7. Sonntag nach Trinitatis
Text: Joh 6,1-5
Thema: Für alle genug
Ev. Emmausgemeinde Eppstein
Pfarrer Moritz Mittag

Gnade sei mit euch und Friede von Gott, unserem Vater, und dem Herrn Jesus Christus. Amen.

Die Bucht ist weit. Das Meer leuchtet blau bis zu der zum Horizont immer feiner werdenden hellen Linie des Strands. Hier tummeln sich die Menschen in bunten Scharen. Baden, sonnen, spielen. Und draußen auf dem tiefen Blau liegen Yachten. Einige sind erstaunlich groß. Vier Stockwerke. Um sie herum Bootsverkehr. Kleine Motorboote, Segler, Surfer. Ein lebhaftes Treiben.

In der Stadt ist es ruhig geworden – und heiß. Wer nicht hier sein muss, ist am Wasser oder hat sich an ein schattiges Plätzchen zurückgezogen. Die Leute, die arbeiten, sind noch da und einige, die um ein Almosen bitten. Hier sind es wettergegerbte Gesichter mit matten Augen voller Sorgen. Manchmal, wenn die Blicke sich begegnen, kommt ein kleines Fünkchen Hoffnung in die Augen.

********

» ARBEITSAUFTRAG
Gib den Abschnitt der Predigt, der mit den Worten "Die Bucht ist" beginnt und mit "in die Augen." endet, noch einmal wieder und tausche dabei "Yachten" gegen "Schiffe" aus. Das anschließende Material stammt aus einer anderen Quelle.

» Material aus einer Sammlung

********

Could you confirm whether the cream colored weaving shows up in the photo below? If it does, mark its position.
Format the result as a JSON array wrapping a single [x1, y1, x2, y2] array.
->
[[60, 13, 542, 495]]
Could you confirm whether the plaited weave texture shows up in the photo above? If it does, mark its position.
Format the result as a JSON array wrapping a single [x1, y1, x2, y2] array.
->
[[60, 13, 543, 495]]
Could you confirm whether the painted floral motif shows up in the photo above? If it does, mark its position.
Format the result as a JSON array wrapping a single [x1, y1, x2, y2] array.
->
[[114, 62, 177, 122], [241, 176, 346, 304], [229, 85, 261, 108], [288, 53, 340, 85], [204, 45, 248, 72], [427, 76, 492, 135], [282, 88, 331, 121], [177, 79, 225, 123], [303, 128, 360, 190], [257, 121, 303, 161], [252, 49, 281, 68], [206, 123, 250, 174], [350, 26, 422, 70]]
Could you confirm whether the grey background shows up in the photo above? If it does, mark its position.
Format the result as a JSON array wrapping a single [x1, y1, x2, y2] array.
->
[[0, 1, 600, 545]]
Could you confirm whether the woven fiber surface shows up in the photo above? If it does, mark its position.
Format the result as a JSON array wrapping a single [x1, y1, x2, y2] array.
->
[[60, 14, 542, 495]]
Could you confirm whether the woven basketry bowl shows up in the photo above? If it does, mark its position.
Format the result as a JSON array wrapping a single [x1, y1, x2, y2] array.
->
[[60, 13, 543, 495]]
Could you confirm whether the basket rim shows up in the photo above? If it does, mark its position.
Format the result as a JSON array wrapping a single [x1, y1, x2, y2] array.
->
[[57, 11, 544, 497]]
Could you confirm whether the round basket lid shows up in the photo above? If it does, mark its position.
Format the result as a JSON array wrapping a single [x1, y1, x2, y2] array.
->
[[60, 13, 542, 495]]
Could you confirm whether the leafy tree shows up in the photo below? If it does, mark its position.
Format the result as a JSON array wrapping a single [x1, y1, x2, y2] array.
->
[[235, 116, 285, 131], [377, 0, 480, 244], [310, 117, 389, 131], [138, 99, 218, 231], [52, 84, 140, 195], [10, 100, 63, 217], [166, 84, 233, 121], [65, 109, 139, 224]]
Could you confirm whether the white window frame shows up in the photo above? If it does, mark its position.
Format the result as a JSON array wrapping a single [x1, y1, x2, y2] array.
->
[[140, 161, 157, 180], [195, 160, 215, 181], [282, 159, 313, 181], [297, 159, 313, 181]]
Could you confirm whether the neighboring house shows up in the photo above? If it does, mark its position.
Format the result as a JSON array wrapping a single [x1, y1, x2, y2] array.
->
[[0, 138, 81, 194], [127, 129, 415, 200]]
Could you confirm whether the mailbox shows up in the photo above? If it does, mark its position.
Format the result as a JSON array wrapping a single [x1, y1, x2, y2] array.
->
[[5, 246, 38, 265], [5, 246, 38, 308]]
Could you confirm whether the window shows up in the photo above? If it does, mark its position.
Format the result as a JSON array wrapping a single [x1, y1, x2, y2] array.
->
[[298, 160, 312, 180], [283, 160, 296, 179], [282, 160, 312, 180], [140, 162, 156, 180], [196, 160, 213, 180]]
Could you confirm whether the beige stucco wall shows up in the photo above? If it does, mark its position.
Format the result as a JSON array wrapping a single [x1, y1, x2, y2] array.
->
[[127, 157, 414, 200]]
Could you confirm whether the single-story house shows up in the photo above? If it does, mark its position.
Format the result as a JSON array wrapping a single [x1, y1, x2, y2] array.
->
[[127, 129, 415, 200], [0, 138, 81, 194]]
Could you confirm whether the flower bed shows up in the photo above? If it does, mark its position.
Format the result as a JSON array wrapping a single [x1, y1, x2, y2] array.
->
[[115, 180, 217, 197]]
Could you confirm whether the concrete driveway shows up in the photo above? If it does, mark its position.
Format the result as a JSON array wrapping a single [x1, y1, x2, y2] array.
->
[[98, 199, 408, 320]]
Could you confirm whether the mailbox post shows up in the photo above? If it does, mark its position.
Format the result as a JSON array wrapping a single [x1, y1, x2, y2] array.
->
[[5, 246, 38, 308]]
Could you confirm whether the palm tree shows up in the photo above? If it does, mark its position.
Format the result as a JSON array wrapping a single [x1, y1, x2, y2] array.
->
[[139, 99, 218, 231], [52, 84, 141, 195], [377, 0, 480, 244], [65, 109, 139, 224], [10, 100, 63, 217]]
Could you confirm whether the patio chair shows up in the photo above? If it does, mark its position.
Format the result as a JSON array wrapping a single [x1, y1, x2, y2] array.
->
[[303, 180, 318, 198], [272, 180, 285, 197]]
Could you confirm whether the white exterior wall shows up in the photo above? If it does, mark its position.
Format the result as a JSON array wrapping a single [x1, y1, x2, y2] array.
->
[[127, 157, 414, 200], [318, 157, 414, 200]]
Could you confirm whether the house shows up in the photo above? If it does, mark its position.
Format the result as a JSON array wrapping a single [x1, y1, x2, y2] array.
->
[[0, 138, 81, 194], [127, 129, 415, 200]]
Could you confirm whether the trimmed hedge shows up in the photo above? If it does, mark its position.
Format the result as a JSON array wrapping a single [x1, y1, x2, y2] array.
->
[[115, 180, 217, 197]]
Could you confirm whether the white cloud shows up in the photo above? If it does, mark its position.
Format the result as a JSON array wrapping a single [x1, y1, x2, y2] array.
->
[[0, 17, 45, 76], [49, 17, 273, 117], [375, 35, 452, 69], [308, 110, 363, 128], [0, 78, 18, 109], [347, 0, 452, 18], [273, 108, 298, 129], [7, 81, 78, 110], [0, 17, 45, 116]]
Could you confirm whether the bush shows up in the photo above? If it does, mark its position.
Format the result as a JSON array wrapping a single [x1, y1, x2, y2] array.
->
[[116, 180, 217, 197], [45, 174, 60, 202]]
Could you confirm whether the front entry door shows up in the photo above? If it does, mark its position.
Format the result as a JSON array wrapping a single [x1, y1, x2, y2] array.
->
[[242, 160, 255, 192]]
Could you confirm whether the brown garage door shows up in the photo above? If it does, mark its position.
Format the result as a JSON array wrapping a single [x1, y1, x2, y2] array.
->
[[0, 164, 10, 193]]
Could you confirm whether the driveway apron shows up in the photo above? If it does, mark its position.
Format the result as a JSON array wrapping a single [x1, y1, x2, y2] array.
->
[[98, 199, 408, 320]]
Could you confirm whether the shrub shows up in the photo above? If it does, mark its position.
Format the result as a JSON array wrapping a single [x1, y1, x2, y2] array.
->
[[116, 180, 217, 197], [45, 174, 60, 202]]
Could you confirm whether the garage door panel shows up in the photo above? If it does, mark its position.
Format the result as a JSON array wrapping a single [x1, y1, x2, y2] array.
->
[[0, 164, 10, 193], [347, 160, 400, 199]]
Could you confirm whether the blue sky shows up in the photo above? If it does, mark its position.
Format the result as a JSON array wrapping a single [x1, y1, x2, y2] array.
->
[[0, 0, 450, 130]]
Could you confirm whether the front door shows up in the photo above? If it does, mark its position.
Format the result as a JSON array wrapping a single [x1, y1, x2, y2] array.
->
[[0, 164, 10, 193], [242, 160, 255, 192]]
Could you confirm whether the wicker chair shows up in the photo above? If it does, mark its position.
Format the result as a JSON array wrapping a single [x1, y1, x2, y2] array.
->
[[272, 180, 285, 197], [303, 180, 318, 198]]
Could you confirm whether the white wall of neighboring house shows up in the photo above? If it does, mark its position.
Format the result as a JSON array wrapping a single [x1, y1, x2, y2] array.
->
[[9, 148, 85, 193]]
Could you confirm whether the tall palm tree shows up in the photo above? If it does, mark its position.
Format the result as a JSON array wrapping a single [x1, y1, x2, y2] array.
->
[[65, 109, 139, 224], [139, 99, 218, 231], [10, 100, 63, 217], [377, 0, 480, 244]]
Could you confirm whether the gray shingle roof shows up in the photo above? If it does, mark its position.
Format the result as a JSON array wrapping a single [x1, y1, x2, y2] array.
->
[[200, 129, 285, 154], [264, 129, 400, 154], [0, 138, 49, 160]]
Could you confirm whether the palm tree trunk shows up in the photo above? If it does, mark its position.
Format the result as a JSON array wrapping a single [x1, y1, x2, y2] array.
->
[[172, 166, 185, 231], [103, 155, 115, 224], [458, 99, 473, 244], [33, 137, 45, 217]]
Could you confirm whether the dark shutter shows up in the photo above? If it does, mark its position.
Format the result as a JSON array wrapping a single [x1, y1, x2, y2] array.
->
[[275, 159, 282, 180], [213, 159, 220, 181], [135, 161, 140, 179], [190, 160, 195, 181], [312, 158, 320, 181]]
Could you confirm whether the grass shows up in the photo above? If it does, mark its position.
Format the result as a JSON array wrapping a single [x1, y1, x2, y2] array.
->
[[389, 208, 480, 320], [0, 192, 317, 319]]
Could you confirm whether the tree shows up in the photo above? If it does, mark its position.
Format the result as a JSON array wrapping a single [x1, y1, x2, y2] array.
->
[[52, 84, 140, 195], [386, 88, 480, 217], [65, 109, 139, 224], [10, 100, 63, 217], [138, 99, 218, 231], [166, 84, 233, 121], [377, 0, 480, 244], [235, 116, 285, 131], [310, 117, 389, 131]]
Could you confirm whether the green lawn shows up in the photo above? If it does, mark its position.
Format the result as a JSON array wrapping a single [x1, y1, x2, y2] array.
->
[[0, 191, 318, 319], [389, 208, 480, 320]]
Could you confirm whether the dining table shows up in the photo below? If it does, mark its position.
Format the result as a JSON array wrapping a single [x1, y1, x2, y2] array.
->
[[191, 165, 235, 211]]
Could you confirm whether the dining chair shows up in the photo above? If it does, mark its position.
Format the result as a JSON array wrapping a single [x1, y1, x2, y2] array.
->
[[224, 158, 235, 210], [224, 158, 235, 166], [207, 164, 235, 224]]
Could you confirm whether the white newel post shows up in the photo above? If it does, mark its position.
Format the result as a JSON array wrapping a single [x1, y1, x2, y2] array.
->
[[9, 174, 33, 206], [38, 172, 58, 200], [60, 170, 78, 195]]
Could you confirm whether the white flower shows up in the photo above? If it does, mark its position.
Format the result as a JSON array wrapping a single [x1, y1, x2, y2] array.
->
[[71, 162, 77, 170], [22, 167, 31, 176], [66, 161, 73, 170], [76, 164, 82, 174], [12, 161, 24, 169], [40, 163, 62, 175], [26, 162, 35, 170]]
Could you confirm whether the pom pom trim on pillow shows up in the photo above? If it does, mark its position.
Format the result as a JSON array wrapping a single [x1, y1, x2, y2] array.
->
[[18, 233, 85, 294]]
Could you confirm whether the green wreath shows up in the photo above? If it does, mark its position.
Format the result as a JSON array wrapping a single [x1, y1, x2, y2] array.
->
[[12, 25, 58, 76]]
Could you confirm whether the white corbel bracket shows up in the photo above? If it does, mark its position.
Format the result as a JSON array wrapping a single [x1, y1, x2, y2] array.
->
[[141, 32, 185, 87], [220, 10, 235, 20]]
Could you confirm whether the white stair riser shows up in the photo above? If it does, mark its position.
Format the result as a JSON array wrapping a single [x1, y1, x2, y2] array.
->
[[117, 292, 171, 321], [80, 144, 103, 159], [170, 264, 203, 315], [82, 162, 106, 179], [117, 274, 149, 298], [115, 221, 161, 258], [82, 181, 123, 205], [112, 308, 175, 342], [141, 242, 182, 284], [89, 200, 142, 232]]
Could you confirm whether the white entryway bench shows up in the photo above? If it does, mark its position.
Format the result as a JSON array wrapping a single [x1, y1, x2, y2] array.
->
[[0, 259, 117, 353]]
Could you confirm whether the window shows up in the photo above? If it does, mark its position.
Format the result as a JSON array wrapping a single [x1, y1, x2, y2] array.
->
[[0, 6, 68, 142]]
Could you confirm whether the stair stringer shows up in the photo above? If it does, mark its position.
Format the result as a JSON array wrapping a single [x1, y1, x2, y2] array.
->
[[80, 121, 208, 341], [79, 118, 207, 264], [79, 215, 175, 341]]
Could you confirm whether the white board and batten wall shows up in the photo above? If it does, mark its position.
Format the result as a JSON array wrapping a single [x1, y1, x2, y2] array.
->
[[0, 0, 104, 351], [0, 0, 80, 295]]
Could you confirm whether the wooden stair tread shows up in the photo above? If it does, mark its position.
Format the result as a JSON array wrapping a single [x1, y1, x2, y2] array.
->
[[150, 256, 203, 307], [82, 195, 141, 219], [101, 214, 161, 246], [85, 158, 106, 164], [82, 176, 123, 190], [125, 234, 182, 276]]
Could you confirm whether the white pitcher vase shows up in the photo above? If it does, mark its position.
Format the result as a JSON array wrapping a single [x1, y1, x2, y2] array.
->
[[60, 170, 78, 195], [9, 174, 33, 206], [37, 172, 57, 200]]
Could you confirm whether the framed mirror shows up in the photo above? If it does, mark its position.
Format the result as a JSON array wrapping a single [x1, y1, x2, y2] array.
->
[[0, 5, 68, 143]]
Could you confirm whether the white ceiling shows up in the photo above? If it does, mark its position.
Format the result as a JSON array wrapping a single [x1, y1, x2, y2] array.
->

********

» LÖSUNG
Die Bucht ist weit. Das Meer leuchtet blau bis zu der zum Horizont immer feiner werdenden hellen Linie des Strands. Hier tummeln sich die Menschen in bunten Scharen. Baden, sonnen, spielen. Und draußen auf dem tiefen Blau liegen Schiffe. Einige sind erstaunlich groß. Vier Stockwerke. Um sie herum Bootsverkehr. Kleine Motorboote, Segler, Surfer. Ein lebhaftes Treiben.

In der Stadt ist es ruhig geworden – und heiß. Wer nicht hier sein muss, ist am Wasser oder hat sich an ein schattiges Plätzchen zurückgezogen. Die Leute, die arbeiten, sind noch da und einige, die um ein Almosen bitten. Hier sind es wettergegerbte Gesichter mit matten Augen voller Sorgen. Manchmal, wenn die Blicke sich begegnen, kommt ein kleines Fünkchen Hoffnung in die Augen.